> _Task brief_
Please filter the listing for the string "blue" and copy each matching line.
....
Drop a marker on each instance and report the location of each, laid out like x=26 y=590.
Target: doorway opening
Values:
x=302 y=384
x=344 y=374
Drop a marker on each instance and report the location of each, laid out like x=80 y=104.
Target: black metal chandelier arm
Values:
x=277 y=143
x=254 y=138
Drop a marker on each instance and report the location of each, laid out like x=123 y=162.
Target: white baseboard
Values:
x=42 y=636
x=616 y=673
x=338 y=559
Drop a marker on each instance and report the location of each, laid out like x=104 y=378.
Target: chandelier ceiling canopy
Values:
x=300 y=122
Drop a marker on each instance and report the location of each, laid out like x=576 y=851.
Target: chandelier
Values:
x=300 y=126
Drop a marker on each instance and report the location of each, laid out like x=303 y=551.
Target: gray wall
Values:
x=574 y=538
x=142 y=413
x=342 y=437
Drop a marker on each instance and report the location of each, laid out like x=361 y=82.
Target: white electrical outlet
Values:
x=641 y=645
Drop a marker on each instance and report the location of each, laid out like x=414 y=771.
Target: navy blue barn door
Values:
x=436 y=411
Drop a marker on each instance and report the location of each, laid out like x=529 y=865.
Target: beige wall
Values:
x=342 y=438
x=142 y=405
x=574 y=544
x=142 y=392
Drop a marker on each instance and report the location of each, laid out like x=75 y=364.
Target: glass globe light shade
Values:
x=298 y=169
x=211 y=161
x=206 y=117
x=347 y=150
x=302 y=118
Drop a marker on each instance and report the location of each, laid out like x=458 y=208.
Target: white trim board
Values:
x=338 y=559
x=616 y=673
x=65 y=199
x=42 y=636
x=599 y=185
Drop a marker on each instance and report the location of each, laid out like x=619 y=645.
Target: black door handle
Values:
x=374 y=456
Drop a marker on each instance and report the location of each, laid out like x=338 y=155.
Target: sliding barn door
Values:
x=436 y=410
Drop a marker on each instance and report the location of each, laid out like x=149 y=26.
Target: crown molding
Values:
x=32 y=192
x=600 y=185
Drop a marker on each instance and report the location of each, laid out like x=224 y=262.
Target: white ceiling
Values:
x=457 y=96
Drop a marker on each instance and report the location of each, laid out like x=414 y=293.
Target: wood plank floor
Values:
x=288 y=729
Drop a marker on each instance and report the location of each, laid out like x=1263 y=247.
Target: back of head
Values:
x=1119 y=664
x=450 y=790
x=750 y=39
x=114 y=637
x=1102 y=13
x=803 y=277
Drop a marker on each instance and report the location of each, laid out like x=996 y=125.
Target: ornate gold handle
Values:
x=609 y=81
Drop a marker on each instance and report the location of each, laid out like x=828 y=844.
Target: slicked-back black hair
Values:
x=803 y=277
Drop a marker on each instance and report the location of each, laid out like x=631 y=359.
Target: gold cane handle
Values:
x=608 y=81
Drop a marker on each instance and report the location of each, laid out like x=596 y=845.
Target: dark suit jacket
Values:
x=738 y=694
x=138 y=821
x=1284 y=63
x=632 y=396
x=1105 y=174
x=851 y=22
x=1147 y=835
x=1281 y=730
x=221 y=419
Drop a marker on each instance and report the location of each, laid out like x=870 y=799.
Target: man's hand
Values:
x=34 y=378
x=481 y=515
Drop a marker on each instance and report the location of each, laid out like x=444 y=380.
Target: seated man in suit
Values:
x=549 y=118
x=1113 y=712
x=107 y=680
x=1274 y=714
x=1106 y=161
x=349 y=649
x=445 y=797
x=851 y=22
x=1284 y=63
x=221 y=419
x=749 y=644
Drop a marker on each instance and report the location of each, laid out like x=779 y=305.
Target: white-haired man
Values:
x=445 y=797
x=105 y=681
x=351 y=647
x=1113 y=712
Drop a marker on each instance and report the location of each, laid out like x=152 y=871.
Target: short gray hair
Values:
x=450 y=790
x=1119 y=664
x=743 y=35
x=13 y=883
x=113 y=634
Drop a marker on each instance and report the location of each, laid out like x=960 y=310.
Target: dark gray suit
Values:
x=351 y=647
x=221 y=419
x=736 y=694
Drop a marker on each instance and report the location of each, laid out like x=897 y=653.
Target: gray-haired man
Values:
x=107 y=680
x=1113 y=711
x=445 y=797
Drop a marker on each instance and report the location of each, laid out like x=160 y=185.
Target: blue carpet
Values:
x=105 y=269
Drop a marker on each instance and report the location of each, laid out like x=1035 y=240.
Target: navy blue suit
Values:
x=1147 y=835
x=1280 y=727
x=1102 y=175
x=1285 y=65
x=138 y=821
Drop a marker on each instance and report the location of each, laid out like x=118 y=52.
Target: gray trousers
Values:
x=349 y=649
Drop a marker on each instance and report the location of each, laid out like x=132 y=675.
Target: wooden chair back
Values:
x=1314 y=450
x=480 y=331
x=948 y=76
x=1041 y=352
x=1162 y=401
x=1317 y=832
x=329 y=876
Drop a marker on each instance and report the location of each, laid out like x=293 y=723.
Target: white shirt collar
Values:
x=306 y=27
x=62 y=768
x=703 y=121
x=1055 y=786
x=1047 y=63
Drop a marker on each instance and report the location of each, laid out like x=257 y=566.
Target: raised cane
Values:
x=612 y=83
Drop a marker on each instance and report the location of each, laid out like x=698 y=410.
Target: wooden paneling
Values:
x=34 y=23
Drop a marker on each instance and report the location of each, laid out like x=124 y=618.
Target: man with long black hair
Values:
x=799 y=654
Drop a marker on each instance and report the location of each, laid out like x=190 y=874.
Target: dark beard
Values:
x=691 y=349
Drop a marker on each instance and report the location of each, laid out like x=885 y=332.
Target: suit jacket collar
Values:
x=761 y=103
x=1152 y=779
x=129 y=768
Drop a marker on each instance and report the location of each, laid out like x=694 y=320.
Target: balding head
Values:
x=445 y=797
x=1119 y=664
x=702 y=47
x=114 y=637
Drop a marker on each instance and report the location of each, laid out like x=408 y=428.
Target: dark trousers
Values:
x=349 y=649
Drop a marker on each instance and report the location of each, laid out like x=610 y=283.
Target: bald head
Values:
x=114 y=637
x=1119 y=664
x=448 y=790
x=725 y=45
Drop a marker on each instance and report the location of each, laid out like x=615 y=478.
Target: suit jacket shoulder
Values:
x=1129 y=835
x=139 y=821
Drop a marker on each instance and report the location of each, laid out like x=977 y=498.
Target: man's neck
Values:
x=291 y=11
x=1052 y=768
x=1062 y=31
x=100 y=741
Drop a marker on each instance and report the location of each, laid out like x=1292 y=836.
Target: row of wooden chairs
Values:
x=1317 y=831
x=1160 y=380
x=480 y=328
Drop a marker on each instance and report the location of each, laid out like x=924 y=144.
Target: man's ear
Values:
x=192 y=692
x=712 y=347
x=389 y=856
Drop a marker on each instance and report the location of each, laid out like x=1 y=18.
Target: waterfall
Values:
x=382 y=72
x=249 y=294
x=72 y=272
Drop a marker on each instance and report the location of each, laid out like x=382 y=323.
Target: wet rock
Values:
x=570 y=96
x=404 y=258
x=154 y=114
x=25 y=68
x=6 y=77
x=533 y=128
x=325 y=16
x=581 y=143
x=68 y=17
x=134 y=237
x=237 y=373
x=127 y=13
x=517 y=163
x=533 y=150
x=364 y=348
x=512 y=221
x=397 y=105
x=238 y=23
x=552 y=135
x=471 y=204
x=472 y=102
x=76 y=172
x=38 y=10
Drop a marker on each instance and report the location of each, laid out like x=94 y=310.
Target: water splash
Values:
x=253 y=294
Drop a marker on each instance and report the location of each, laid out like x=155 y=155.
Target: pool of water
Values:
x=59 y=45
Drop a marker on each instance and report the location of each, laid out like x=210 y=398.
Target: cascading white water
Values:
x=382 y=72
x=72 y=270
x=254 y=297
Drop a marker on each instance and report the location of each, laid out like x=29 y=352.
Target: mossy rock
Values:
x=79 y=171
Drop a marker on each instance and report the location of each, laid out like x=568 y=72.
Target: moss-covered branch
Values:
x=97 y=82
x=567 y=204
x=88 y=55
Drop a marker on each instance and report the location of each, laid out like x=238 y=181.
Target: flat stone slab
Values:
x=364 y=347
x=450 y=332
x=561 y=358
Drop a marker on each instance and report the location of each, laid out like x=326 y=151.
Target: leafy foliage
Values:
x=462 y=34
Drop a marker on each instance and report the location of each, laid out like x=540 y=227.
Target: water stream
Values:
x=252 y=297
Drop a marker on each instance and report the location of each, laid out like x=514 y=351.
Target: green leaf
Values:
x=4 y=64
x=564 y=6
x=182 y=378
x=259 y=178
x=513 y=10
....
> _Your solution_
Target: navy blue barn door
Target: blue carpet
Target: navy blue suit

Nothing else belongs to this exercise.